━━━━━ Text for analysis

Lamb Weston Holdings, Inc. announced its fiscal second quarter 2021 results and provided a business update for the third quarter of fiscal 2021.
“We delivered solid financial results in the quarter, and we remain encouraged by the resiliency of consumer demand and the resourcefulness of our employees and our customers in adapting to this challenging environment,” said Tom Werner, President and CEO.
“We are optimistic that the availability of COVID-19 vaccines will enable a gradual return to normalcy as the year progresses, but we expect to continue to face difficult and volatile operating conditions until the virus is broadly contained. Specifically, we expect demand will remain soft in the coming months, especially at full-service restaurants, as governments continue to impose broad social restrictions and as colder weather limits outdoor dining. That said, we expect demand at quick service restaurants and at retail outlets to offset some of that weakness.”

━━━━━━━━━━

Exercise directions: Please pick up the Lamb Weston fiscal second quarter 2021 results announcement above right after its last sentence and continue it.

━━━━━ Excerpted records

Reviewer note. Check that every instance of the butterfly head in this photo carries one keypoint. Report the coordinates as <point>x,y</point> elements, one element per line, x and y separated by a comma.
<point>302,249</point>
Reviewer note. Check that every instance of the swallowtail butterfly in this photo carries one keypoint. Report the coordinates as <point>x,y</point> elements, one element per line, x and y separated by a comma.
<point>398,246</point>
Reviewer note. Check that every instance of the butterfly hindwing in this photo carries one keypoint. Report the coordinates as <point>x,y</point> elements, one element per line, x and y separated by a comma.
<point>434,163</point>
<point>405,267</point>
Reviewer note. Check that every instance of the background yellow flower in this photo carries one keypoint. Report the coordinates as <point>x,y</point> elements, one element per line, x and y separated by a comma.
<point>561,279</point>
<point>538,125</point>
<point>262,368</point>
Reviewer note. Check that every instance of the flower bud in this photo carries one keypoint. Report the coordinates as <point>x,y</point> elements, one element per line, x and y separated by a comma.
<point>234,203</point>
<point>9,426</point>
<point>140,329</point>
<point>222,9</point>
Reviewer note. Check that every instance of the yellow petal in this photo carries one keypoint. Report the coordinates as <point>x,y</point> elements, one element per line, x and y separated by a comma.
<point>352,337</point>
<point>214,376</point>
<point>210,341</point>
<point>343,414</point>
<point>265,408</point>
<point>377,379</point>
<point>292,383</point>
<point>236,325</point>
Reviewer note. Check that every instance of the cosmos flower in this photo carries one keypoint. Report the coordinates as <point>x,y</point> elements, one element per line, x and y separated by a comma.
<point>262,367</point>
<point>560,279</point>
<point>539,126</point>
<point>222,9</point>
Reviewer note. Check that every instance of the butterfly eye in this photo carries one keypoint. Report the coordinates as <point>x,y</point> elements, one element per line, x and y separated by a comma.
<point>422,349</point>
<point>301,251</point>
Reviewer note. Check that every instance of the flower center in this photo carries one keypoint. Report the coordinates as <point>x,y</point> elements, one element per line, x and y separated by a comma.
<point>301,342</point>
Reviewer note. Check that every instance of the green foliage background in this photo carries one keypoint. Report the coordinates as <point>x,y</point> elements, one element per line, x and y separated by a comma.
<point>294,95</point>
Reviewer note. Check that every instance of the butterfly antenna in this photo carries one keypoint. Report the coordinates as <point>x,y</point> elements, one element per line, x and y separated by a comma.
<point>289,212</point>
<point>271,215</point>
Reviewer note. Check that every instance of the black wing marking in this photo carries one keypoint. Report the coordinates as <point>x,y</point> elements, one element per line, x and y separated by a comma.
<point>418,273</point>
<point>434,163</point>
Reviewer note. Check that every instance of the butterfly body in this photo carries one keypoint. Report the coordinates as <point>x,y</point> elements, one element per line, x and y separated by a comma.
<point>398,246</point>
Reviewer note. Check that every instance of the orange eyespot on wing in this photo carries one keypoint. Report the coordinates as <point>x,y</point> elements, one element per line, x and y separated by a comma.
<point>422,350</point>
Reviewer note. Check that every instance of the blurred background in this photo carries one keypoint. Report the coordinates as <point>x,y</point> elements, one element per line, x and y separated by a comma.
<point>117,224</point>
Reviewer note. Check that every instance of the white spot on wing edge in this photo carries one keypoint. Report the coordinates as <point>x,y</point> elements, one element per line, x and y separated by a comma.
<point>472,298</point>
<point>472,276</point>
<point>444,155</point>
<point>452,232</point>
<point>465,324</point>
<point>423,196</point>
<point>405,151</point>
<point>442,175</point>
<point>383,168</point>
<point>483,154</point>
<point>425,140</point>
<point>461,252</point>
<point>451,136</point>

━━━━━━━━━━

Response area:
“Despite these near-term pressures, we believe that restaurant traffic may approach pre-pandemic levels later this calendar year if vaccines and other measures are successful in helping to broadly contain the virus and restrictions on restaurants and other venues are lifted to permit a large-scale return to on-premise dining. In the meantime, our business fundamentals – pricing, capacity utilization, and potato supply – remain solid, and we continue to manage through the pandemic’s impacts on our manufacturing operations. We believe our recently announced increase in our quarterly dividend and the planned resumption of our share repurchase program reinforce our conviction in the long-term strength of the category and our business, as well as our ability to support customers and create value for our stakeholders.”
Q2 2021 Commentary
Net sales declined $123.1 million to $896.1 million, down 12 percent versus the prior year quarter. Volume declined 14 percent, predominantly reflecting decreased demand for frozen potato products outside the home following government-imposed restrictions on restaurants and other foodservice operations to slow the spread of the COVID-19 virus, as well as the effect of colder weather, which limited outdoor dining traffic across many U.S. markets. In addition, the volume decline reflected the benefit of additional shipping days related to the timing of the Thanksgiving holiday in the prior year quarter. Price/mix increased 2 percent, driven by improved price in the Foodservice and Retail segments, and favorable mix in the Retail segment.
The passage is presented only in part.